### TASK PROMPT
Count the lines in the records below that contain the string "monitor", and reply with only that number.

### ITEMS

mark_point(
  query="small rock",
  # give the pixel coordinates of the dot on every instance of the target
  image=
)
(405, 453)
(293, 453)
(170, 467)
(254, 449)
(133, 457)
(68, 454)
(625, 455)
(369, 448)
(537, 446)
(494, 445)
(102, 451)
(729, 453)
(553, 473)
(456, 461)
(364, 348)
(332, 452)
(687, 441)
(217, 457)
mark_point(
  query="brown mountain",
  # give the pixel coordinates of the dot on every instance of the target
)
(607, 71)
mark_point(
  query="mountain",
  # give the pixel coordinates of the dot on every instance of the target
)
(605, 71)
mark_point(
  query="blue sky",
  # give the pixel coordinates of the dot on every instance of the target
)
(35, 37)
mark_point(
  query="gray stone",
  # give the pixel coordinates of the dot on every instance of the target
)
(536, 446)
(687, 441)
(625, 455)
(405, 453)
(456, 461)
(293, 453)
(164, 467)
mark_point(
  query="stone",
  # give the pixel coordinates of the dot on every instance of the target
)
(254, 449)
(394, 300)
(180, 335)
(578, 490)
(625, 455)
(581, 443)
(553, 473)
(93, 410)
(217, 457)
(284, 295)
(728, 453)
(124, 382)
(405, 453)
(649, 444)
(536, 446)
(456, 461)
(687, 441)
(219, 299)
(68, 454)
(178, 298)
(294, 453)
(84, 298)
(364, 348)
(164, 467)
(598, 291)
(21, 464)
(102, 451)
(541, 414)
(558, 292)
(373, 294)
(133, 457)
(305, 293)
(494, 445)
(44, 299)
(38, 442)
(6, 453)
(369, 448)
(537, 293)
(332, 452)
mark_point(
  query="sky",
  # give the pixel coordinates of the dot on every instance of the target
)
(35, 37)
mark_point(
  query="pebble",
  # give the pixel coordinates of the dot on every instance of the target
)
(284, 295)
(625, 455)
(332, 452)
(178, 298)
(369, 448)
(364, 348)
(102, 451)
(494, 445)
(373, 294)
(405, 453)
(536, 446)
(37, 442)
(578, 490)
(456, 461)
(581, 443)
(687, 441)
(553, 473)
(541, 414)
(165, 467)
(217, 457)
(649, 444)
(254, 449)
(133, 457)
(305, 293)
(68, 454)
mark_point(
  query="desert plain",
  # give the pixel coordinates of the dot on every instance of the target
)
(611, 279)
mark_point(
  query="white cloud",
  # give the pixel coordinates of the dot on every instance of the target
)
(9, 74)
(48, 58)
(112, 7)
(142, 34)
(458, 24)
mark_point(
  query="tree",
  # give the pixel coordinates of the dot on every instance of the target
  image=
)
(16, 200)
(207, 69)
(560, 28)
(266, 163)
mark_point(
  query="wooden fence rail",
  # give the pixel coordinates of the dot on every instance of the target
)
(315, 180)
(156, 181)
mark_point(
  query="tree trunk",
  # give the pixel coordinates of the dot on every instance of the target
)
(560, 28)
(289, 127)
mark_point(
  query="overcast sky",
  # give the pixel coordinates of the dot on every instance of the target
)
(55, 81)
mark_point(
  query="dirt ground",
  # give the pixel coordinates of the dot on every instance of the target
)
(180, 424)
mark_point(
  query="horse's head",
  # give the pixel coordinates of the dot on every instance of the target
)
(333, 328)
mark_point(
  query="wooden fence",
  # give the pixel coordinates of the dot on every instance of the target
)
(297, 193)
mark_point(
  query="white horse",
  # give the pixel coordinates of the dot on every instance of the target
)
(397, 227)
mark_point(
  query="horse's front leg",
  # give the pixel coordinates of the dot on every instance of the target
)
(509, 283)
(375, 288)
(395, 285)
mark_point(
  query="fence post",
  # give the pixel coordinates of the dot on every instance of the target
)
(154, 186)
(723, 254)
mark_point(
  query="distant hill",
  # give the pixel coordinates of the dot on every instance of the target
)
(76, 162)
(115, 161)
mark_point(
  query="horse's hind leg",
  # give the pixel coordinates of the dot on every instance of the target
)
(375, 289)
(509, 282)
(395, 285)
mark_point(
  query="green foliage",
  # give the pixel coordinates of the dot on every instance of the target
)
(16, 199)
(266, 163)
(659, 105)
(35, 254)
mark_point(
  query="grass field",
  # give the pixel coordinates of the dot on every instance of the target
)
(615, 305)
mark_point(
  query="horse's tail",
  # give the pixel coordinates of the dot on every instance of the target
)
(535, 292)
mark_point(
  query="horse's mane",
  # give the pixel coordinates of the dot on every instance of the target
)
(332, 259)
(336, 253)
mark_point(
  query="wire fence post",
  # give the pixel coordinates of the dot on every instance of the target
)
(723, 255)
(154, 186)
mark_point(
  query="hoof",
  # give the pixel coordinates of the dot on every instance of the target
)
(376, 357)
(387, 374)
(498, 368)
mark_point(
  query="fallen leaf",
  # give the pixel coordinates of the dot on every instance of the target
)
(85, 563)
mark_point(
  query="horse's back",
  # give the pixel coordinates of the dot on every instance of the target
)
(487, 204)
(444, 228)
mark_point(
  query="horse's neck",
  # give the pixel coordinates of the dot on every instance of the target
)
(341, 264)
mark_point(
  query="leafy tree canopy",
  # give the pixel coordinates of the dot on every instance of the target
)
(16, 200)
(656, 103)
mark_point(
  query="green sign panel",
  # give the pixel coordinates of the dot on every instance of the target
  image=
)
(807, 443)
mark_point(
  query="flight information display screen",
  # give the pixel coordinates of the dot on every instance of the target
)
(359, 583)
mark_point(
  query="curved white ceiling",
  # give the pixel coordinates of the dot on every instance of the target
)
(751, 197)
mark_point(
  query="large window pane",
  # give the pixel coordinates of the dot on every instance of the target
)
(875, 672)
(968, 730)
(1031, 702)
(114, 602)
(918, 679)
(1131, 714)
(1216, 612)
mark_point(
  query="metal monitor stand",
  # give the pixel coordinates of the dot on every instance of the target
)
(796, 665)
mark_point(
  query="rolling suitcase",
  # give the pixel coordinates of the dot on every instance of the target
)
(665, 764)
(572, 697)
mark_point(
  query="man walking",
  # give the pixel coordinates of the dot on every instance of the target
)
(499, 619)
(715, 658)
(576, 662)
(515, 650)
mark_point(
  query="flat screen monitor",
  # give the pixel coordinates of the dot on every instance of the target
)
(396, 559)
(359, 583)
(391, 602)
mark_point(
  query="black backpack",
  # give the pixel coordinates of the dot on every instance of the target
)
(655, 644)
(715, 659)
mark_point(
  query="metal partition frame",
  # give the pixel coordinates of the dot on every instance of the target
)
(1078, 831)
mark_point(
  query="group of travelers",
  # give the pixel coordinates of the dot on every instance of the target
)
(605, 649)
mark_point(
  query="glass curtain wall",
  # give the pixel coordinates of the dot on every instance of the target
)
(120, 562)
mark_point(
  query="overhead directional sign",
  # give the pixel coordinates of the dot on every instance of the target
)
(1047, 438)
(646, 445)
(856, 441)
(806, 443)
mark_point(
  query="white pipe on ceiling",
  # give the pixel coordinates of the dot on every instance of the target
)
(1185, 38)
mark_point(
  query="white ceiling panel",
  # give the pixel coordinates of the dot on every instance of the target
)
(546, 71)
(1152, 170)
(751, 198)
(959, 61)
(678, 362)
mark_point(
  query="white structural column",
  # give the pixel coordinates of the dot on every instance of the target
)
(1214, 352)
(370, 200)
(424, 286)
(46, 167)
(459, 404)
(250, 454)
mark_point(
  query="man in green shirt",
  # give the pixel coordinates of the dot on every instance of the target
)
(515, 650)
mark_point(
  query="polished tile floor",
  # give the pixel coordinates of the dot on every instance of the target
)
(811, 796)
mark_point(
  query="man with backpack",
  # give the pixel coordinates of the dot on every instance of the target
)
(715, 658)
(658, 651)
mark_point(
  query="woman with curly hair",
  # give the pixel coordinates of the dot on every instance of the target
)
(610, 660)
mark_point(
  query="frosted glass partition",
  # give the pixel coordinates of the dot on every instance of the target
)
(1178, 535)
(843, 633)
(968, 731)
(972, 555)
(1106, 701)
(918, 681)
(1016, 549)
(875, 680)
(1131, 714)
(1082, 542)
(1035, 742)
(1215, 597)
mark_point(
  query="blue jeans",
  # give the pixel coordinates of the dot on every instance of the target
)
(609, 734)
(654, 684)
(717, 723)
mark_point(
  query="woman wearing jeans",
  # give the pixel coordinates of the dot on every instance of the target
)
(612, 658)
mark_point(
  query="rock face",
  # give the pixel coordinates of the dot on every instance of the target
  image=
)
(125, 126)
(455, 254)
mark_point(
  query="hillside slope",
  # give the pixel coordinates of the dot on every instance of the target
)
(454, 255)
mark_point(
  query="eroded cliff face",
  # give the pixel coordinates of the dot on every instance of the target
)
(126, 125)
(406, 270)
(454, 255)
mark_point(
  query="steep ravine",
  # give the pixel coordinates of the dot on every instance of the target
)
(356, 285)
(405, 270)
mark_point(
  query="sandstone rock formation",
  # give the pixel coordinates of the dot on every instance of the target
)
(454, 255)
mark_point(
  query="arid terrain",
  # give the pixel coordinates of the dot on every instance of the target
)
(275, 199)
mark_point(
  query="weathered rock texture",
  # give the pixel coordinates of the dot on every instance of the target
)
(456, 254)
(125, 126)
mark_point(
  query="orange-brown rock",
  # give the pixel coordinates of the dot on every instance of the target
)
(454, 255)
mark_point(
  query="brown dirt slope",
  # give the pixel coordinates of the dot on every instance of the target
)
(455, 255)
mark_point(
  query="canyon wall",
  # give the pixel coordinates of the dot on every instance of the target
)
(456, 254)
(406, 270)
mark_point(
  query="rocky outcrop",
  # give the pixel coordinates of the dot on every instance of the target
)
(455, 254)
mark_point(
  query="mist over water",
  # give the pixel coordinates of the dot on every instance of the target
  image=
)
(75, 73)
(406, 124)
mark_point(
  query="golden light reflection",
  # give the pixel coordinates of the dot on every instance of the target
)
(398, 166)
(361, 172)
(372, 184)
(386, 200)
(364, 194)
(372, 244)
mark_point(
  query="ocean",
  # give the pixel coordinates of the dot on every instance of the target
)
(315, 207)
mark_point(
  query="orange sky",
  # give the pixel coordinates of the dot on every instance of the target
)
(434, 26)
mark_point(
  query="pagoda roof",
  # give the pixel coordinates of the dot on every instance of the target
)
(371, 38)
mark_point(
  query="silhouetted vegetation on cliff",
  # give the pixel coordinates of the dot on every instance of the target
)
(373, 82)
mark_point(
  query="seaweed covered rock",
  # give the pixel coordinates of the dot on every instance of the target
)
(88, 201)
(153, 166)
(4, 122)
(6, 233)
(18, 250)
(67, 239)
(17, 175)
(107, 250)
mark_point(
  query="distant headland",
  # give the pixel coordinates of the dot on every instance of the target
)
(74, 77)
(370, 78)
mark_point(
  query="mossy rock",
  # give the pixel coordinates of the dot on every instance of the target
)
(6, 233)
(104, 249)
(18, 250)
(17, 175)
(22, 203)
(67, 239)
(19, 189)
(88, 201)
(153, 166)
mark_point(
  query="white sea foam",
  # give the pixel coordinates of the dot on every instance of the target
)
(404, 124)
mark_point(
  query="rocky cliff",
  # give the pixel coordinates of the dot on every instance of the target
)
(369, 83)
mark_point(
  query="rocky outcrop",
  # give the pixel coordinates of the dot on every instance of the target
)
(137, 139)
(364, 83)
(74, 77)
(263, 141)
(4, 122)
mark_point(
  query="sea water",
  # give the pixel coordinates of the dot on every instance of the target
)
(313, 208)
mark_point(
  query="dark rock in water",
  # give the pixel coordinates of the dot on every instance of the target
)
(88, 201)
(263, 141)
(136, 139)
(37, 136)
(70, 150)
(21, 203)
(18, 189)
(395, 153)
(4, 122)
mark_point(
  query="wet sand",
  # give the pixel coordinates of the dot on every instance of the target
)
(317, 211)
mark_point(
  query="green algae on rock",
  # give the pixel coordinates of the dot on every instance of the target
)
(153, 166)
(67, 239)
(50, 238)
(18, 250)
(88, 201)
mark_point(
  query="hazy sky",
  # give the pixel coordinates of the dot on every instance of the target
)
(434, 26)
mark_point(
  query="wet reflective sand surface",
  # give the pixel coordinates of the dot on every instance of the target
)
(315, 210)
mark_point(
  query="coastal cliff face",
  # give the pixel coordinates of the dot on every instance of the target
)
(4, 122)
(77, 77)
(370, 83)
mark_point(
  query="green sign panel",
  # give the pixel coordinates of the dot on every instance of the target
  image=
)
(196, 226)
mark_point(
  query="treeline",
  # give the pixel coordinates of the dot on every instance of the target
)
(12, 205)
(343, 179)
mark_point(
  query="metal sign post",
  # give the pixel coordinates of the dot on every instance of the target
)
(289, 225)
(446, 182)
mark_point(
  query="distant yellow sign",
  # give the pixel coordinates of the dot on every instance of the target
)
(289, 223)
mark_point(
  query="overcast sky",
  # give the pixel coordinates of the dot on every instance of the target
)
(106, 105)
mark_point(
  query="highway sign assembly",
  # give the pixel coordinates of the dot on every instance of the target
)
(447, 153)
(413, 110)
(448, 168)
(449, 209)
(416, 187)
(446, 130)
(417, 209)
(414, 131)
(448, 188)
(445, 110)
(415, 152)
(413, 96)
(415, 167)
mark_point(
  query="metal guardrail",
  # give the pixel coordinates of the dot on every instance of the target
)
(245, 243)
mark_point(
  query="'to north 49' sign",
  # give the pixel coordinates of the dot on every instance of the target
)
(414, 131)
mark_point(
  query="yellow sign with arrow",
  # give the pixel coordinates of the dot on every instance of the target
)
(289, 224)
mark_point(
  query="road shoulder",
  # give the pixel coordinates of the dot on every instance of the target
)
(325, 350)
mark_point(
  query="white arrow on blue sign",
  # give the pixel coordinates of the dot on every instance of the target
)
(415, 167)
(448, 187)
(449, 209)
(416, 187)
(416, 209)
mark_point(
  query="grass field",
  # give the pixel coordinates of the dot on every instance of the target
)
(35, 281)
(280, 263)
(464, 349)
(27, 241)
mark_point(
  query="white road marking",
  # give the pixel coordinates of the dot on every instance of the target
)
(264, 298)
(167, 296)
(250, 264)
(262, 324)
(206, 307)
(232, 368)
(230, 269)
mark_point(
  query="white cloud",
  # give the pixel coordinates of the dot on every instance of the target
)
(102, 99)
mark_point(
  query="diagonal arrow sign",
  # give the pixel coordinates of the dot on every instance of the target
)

### FINISHED EXERCISE
2